**PROVIDED RECORDS:**

- - - - -

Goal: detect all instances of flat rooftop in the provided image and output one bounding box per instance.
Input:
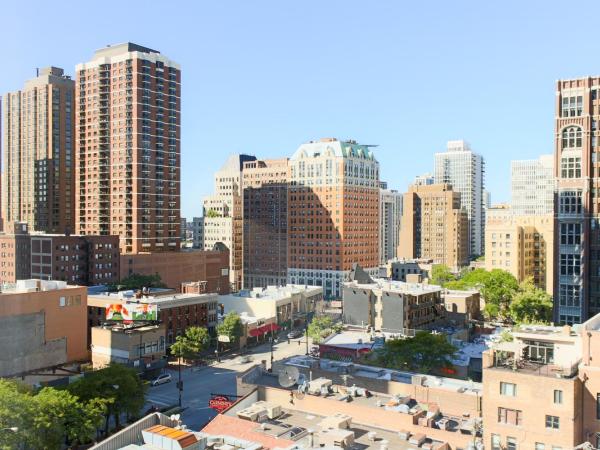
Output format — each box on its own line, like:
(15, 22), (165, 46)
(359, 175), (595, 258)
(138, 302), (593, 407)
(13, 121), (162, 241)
(222, 284), (323, 301)
(344, 278), (442, 295)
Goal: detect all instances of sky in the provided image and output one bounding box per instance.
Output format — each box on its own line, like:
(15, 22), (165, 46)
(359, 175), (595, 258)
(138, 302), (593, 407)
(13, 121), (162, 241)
(0, 0), (600, 218)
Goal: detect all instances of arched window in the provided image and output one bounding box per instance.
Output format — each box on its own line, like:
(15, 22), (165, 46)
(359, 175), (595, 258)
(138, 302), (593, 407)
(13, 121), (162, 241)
(562, 127), (582, 149)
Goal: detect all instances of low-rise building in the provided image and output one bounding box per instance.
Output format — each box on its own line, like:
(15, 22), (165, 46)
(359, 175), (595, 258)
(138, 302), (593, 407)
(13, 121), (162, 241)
(342, 277), (446, 334)
(0, 280), (88, 377)
(121, 250), (229, 294)
(87, 291), (218, 346)
(219, 284), (323, 327)
(483, 315), (600, 450)
(91, 323), (166, 372)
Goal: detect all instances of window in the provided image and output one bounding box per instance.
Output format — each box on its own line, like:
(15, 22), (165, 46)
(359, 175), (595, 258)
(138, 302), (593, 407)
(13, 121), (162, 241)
(561, 95), (583, 117)
(558, 283), (580, 308)
(560, 223), (581, 245)
(558, 191), (583, 214)
(498, 407), (523, 425)
(546, 416), (559, 430)
(500, 381), (517, 397)
(492, 434), (502, 450)
(560, 254), (581, 276)
(554, 389), (562, 405)
(560, 156), (581, 178)
(562, 127), (582, 150)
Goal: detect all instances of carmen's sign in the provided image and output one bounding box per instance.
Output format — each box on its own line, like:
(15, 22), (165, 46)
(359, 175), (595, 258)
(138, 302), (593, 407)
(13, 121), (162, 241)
(208, 395), (235, 414)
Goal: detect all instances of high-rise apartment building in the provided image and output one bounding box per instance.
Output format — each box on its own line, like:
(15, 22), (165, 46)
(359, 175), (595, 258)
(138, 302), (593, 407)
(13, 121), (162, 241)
(398, 184), (469, 270)
(510, 155), (555, 216)
(75, 43), (181, 253)
(190, 217), (204, 248)
(435, 141), (485, 256)
(554, 77), (600, 324)
(0, 67), (75, 233)
(379, 187), (402, 264)
(288, 138), (379, 298)
(242, 158), (289, 289)
(485, 207), (554, 295)
(203, 155), (256, 291)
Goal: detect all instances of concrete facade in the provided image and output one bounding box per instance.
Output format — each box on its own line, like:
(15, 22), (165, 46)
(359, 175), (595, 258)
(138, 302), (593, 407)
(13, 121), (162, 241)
(343, 279), (445, 334)
(485, 208), (556, 295)
(0, 67), (76, 233)
(120, 250), (229, 293)
(398, 184), (469, 270)
(75, 43), (181, 253)
(435, 141), (485, 256)
(0, 280), (88, 377)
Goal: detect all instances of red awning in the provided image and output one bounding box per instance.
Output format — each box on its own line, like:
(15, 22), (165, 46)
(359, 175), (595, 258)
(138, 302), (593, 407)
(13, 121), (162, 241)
(249, 323), (280, 337)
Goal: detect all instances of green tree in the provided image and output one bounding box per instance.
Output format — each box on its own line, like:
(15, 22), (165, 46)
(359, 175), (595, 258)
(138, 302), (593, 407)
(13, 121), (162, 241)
(113, 273), (166, 291)
(0, 380), (108, 450)
(307, 316), (341, 344)
(217, 311), (244, 344)
(510, 279), (552, 323)
(67, 364), (146, 432)
(431, 264), (456, 286)
(374, 331), (456, 373)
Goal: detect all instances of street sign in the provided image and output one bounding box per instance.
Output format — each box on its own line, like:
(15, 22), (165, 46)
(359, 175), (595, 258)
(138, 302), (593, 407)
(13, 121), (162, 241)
(208, 395), (235, 414)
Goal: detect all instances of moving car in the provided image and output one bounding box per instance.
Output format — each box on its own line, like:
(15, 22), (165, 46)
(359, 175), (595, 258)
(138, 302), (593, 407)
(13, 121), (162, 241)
(151, 373), (172, 386)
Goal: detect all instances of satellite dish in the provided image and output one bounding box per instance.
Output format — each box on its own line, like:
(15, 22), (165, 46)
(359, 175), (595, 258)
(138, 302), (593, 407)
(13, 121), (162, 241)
(279, 366), (300, 387)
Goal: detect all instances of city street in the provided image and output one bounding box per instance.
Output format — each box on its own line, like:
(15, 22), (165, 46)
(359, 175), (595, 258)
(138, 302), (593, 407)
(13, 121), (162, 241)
(146, 336), (311, 430)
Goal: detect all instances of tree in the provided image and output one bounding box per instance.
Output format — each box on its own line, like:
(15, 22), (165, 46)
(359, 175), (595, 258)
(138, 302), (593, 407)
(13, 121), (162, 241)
(374, 331), (456, 373)
(0, 380), (108, 450)
(67, 364), (146, 432)
(307, 316), (341, 344)
(114, 273), (166, 291)
(431, 264), (456, 286)
(510, 279), (552, 323)
(217, 311), (244, 344)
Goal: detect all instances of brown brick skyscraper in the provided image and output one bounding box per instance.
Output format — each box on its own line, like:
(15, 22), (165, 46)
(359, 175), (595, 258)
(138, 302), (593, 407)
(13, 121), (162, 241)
(288, 138), (379, 298)
(75, 43), (181, 253)
(0, 67), (75, 233)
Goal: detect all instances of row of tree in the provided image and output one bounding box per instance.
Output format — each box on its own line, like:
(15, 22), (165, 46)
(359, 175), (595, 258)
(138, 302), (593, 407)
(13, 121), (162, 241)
(431, 264), (552, 323)
(0, 364), (145, 450)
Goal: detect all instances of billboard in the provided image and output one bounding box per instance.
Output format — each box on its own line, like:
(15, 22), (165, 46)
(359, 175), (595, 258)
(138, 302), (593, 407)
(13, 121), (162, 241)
(106, 303), (158, 322)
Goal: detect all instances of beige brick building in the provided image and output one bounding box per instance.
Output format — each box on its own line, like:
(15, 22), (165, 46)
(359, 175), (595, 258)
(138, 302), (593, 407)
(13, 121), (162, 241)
(398, 184), (469, 270)
(0, 67), (75, 233)
(485, 208), (554, 295)
(75, 43), (181, 253)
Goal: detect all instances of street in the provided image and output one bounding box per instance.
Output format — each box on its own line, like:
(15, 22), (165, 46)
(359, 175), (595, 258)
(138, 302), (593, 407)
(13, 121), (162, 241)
(146, 336), (311, 430)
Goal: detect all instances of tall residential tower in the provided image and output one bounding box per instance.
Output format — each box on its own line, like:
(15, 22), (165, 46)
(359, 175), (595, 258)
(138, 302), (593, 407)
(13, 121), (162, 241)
(0, 67), (75, 233)
(75, 43), (181, 253)
(435, 141), (485, 257)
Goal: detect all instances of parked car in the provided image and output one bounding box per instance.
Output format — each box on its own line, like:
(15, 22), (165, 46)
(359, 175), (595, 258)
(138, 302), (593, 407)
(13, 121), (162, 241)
(151, 373), (173, 386)
(288, 330), (304, 339)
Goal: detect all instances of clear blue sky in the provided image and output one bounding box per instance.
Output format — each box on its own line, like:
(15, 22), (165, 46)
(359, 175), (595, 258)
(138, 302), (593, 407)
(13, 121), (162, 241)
(0, 0), (600, 217)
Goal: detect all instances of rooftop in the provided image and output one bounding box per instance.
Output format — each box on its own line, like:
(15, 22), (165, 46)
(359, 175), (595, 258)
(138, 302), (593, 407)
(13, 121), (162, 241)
(228, 284), (323, 301)
(344, 278), (442, 295)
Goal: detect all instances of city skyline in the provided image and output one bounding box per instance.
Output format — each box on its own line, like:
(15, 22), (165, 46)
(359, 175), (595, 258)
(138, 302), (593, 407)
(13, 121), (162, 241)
(5, 2), (599, 217)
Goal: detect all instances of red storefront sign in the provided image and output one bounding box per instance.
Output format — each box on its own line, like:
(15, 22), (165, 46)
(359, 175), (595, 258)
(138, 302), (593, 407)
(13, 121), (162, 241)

- - - - -

**WRITTEN EXERCISE:** Reproduce the material from the line with "Goal: detect all instances of window" to the line with "(562, 127), (582, 150)", replacing "bounding box" with "rectangle" and leaving everything else unchanged.

**EXERCISE SOLUTION:**
Goal: detect all instances of window in the provided image and output one rectangle per instance.
Output format — each box on its own line, like:
(15, 22), (165, 46)
(359, 175), (595, 258)
(138, 302), (593, 407)
(13, 121), (162, 241)
(561, 95), (583, 117)
(558, 283), (580, 308)
(560, 223), (581, 245)
(558, 191), (583, 214)
(498, 407), (523, 425)
(546, 416), (559, 430)
(500, 381), (517, 397)
(492, 434), (502, 450)
(560, 254), (581, 276)
(554, 389), (562, 405)
(560, 156), (581, 178)
(562, 127), (582, 150)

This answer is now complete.